▶ **DOCUMENT SECTION**:
WCB Act Not Compliant With NAFTA

"Why did the Canadian government allow the province of Ontario to create the WSI Act 1997 . . . the Act and the attached Bills are noncompliant with the North American Free Trade Agreement (NAFTA) and . . . (it) . . . exempts WSI Act 1997 from respecting the Charter of Rights and Freedoms of Canada (charter) and the Ontario Human Rights Code sections 1 & 5 and by doing so allows for the Workplace Safety and Insurance Board (WSIB) to perpetrate age discrimination of the disabled by occupation . . . In essence the D/W (disabled worker) is moved into a provincial WSIB subculture where human and charter rights are further disseminated by the WSIB."

(CIWS NOTE: This type of age discrimination has been found unconstitutional in the US, yet is widely perpetrated by Canadian WCBs against elderly disabled workers. See WCB Age Discrimination Declared Unconstitutional - "Utah's high court says workers' compensation cannot be reduced because of age." )

Open Letter:

(NOTE: "D/W" refers to "disabled worker", specifically "worker disabled by occupation")

With Respect

Why did the Canadian government allow the province of Ontario to create the WSI Act 1997 and the subsequent Bills 99 and 114. To an ‘Ordinary Person’, it would appear the Act and the attached Bills are noncompliant with the North American Free Trade Agreement (NAFTA) and the North American Agreement on Labour Co-operation (NAALC) of which Canada became a signatory in 1993 and why hasn’t the government of Canada informed the Ontario government to bring the Act and subsequent Bills in line with NAFTA and the NAALC?

▶ **DATA PROVIDED**:
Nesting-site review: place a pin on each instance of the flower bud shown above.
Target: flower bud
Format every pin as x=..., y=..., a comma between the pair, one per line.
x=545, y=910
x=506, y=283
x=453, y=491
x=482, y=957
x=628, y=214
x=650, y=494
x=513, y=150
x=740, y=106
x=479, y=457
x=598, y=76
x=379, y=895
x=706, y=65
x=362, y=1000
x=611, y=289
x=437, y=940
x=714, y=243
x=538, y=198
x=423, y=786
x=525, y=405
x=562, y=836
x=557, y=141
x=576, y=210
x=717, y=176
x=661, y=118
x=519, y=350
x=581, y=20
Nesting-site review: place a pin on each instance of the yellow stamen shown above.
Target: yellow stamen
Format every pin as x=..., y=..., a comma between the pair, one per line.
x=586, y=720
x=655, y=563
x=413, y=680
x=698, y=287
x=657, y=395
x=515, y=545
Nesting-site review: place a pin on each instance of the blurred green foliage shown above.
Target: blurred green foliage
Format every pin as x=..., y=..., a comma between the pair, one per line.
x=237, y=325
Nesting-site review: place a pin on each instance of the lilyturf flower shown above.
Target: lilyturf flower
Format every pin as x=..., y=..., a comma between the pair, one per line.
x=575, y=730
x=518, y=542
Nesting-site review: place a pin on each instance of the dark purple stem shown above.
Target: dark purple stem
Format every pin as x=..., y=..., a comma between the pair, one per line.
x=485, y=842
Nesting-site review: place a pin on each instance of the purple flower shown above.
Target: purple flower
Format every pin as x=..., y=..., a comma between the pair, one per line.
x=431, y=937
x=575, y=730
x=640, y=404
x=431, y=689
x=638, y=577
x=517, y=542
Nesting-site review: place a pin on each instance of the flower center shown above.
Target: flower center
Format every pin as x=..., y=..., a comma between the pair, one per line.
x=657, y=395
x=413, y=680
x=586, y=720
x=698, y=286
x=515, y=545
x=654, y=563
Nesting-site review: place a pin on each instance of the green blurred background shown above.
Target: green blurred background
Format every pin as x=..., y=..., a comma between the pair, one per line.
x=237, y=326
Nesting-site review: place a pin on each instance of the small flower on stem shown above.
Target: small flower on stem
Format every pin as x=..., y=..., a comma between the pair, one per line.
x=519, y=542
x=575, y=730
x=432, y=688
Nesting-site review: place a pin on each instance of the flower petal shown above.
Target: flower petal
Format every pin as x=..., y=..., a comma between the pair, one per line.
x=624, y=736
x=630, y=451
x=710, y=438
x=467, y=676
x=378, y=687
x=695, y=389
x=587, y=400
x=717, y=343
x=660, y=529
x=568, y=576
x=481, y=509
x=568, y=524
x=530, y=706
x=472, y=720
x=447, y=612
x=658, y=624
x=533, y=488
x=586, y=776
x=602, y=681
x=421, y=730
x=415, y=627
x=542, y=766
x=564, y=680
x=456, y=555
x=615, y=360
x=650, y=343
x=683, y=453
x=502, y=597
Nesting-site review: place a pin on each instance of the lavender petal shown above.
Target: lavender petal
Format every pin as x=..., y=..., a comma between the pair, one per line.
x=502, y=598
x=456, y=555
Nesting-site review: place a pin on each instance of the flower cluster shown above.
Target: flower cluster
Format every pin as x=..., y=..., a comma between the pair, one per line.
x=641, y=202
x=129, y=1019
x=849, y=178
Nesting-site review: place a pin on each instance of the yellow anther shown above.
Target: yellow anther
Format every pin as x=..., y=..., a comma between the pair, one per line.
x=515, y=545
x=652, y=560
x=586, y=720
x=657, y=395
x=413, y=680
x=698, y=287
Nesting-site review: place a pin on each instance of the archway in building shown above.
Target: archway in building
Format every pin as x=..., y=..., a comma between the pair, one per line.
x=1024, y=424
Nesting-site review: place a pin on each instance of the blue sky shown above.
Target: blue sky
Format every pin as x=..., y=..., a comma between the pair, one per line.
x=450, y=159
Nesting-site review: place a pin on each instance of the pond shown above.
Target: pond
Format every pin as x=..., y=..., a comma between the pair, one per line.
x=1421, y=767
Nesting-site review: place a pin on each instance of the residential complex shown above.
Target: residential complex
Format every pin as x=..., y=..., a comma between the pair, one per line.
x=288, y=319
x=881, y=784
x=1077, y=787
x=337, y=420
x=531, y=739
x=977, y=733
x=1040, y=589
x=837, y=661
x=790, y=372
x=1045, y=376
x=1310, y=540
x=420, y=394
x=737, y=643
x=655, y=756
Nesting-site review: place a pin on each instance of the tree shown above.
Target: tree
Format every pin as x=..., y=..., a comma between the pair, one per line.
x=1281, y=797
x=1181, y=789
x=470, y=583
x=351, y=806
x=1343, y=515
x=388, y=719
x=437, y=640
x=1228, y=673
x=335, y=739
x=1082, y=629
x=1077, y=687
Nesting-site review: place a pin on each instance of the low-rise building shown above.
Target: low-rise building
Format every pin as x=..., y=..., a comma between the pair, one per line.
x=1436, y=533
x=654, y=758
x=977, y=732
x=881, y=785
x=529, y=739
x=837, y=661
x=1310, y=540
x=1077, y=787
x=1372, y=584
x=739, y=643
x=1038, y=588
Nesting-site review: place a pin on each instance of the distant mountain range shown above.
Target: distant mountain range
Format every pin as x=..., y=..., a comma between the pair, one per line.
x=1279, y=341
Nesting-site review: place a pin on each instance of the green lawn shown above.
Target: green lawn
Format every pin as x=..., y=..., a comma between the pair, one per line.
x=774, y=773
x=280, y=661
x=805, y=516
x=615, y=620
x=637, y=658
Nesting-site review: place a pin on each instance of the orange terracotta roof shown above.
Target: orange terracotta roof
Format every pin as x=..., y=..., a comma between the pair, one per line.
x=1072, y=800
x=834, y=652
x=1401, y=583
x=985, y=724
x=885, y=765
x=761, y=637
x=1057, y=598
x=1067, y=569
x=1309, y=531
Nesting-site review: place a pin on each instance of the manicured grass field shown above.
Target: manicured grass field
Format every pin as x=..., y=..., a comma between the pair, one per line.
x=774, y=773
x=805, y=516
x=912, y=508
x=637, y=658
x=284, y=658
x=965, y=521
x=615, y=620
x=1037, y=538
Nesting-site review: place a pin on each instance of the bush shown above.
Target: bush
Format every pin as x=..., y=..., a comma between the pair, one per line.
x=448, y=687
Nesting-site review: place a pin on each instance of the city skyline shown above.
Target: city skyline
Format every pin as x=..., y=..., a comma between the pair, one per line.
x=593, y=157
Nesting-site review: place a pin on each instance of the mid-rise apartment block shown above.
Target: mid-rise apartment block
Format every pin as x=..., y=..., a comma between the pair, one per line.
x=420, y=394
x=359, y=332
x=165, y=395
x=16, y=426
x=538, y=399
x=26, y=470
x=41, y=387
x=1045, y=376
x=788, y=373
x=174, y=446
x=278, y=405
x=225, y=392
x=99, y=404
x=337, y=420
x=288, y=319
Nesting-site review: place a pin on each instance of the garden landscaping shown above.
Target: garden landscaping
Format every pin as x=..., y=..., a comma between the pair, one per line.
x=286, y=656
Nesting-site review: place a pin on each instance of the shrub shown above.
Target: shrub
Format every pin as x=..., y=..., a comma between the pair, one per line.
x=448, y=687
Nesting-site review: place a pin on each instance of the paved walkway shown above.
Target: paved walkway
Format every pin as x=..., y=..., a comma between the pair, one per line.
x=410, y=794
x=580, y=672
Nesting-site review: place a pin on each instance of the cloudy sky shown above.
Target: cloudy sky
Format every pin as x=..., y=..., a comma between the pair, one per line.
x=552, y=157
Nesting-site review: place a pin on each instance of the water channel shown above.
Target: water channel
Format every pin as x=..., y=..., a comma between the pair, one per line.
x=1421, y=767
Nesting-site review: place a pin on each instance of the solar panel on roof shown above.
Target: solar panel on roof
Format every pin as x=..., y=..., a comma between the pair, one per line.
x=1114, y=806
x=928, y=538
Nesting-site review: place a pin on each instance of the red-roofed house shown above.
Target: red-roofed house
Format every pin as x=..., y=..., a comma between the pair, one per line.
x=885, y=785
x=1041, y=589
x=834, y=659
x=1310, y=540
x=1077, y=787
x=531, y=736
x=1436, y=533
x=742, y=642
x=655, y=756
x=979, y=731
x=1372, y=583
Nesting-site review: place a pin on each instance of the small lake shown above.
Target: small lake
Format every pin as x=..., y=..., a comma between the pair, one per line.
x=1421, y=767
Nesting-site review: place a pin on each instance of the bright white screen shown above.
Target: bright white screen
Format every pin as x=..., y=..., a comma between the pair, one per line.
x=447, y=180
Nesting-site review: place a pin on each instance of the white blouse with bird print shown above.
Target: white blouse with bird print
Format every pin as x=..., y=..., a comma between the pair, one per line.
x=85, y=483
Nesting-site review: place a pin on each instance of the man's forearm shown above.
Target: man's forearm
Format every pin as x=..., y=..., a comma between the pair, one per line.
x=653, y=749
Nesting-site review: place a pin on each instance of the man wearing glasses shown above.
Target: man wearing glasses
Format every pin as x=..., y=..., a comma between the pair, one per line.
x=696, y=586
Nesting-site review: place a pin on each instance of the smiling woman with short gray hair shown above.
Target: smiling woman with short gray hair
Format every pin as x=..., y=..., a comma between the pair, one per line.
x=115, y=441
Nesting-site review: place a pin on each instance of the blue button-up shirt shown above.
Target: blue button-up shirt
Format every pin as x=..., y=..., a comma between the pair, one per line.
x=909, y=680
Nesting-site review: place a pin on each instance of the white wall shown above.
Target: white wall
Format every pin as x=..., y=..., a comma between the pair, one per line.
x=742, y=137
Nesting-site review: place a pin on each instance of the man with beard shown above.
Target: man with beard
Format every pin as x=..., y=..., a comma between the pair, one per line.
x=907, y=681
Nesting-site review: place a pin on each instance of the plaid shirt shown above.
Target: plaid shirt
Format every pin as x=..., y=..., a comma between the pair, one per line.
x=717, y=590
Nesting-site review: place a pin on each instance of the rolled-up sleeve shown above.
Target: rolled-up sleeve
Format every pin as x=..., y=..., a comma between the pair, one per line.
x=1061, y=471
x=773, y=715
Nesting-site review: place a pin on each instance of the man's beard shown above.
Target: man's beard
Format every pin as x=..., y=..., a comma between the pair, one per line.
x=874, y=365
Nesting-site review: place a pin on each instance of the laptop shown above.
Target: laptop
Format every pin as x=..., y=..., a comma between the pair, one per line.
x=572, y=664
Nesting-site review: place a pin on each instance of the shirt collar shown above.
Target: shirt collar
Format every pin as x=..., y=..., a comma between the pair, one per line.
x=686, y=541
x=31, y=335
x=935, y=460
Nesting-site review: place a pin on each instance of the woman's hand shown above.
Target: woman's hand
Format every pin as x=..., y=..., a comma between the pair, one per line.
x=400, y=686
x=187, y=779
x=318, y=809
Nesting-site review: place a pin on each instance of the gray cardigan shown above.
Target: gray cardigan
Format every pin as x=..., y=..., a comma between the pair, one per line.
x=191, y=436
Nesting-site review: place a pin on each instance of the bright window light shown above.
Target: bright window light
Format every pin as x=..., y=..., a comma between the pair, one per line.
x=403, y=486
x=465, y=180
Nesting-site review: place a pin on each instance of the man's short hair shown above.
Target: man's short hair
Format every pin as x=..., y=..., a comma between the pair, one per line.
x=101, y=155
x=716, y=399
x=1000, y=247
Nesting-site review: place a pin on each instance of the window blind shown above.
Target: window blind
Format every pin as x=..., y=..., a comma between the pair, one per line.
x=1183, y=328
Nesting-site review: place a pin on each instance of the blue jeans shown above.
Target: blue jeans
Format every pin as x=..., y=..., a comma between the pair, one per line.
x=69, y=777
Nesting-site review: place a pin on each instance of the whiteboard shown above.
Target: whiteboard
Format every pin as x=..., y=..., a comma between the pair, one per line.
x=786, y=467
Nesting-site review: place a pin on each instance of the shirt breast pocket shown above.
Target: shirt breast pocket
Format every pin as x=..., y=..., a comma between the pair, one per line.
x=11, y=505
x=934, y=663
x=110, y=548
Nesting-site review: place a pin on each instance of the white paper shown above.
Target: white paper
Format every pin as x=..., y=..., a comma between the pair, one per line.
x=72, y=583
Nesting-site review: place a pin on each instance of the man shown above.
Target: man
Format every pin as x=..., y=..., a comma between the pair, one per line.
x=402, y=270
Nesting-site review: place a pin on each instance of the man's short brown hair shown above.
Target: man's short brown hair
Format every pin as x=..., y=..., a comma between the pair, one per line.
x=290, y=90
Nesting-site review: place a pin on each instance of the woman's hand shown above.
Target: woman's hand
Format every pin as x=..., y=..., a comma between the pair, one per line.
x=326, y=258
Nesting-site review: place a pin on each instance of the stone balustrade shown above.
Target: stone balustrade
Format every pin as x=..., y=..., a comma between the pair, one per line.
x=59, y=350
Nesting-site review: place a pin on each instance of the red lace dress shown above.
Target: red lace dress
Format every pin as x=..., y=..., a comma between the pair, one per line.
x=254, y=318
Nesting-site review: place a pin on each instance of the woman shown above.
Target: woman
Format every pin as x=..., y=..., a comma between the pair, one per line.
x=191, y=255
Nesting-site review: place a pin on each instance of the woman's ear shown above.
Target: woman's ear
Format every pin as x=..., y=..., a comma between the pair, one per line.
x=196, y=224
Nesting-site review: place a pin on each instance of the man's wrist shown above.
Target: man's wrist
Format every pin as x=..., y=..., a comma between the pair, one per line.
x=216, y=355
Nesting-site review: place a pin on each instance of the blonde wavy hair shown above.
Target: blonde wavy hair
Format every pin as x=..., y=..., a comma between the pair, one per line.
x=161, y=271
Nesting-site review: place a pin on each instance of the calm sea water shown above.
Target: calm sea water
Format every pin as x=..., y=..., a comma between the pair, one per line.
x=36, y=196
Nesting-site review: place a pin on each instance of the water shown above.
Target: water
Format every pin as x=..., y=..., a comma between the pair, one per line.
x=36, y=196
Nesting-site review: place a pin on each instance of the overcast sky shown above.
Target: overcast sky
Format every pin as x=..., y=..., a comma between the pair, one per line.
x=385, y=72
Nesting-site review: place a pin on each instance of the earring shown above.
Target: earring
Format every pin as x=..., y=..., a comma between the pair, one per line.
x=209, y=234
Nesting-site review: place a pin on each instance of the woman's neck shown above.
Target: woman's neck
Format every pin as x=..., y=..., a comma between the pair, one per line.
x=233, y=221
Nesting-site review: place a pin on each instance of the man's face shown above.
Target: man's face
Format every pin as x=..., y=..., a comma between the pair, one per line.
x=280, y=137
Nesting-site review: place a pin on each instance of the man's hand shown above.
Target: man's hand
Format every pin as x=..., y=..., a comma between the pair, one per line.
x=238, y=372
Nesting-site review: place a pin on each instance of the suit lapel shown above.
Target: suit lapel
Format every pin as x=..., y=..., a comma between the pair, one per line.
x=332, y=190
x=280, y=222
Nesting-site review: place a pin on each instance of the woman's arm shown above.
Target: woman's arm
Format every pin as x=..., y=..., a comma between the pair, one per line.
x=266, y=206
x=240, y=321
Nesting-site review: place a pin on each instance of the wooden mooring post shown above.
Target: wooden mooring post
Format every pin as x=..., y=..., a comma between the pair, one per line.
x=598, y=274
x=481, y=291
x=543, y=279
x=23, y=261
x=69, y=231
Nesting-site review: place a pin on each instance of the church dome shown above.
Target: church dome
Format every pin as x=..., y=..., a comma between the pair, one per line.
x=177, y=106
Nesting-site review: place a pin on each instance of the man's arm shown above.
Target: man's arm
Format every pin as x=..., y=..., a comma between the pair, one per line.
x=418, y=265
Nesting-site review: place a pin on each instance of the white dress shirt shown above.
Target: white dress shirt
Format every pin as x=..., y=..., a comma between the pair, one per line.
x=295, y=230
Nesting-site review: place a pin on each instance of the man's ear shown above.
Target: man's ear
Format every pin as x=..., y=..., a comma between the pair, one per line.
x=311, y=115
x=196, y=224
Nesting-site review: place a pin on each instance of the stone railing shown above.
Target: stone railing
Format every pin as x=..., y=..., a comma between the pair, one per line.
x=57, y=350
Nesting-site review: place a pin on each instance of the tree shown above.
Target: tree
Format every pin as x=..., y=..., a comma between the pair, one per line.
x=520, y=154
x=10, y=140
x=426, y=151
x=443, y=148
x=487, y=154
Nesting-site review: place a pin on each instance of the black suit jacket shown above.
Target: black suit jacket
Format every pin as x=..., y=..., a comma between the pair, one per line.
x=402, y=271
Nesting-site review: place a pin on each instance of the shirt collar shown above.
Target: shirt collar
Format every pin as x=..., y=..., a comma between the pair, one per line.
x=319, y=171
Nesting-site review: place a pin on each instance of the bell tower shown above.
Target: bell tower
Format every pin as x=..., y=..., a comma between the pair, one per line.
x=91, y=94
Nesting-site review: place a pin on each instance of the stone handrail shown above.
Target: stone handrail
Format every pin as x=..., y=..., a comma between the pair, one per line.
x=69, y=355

▶ **DIRECTIVE 1**:
Reproduce the stretch of the WSI Act letter from "With Respect" through "and the NAALC?".
▶ **DIRECTIVE 2**:
In the records, give the stretch from the line containing "handrail shown above." through the end of the records again, changing "stone" to "metal" and keeping everything else the same.

▶ **WORKED ANSWER 1**:
With Respect

Why did the Canadian government allow the province of Ontario to create the WSI Act 1997 and the subsequent Bills 99 and 114. To an ‘Ordinary Person’, it would appear the Act and the attached Bills are noncompliant with the North American Free Trade Agreement (NAFTA) and the North American Agreement on Labour Co-operation (NAALC) of which Canada became a signatory in 1993 and why hasn’t the government of Canada informed the Ontario government to bring the Act and subsequent Bills in line with NAFTA and the NAALC?

▶ **WORKED ANSWER 2**:
Nesting-site review: place a pin on each instance of the metal handrail shown above.
Target: metal handrail
Format every pin as x=..., y=..., a comma between the pair, one per line.
x=69, y=355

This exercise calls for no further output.